Coordinate annotation entries:
^^^^^^^^^^^^^^^^
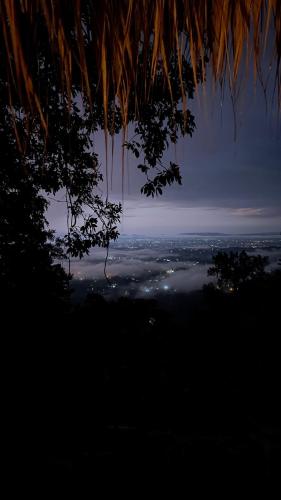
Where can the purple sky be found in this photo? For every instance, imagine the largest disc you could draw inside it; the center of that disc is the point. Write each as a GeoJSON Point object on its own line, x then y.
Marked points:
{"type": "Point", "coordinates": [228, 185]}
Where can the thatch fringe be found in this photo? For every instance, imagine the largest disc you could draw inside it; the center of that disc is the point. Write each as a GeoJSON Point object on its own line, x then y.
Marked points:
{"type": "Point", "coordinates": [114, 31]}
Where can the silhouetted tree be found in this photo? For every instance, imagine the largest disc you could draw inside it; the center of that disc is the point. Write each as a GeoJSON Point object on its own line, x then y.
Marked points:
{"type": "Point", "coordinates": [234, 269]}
^^^^^^^^^^^^^^^^
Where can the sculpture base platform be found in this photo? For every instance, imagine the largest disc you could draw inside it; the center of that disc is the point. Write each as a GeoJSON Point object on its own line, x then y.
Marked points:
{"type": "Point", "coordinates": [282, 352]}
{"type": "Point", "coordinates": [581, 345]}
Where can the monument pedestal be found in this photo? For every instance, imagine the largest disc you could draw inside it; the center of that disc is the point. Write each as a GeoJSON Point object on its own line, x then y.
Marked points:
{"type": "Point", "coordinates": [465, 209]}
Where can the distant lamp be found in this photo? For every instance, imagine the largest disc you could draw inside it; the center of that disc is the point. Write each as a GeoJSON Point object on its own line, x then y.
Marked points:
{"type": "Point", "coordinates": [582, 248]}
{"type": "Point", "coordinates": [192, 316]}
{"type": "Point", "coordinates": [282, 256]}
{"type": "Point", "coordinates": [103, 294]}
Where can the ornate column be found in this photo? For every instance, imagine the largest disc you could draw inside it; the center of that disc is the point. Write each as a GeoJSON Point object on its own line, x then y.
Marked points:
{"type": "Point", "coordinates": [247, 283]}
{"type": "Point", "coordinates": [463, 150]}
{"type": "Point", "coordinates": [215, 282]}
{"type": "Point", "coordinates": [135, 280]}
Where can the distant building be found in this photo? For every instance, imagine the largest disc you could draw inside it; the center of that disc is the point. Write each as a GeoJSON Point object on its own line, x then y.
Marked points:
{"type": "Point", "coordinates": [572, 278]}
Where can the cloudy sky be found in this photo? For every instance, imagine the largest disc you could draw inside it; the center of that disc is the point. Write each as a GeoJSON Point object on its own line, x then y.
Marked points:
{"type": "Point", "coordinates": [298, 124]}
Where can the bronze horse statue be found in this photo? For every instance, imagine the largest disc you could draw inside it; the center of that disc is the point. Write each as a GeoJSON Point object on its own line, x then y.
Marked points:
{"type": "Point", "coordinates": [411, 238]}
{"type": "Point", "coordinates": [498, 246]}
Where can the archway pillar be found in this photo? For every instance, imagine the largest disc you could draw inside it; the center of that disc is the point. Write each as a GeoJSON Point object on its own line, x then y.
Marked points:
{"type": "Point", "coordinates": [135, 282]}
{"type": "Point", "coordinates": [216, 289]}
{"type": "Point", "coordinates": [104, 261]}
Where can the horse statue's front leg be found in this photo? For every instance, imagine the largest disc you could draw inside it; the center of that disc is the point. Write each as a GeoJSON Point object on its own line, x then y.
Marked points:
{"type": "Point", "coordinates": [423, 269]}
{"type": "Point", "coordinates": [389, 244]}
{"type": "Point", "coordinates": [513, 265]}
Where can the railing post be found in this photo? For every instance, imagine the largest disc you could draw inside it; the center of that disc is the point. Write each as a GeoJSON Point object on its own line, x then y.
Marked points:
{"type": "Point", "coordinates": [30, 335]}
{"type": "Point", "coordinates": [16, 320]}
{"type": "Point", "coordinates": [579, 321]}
^^^^^^^^^^^^^^^^
Set exercise: Which lines in the data above contain the string "statue"? Find each one and copy it in full. Case counts.

The answer:
Where can the bronze horse statue be found in this photo? For every instance, imagine the largest disc you could draw inside it; the center of that disc is the point. Write each as a GeoJSON Point object on its own line, x then y.
Where can the horse statue's front leg be found in this photo? For every instance, imagine the largest disc you could draw inside it; the center of that disc is the point. Write each as a GeoJSON Point object on its own line, x then y.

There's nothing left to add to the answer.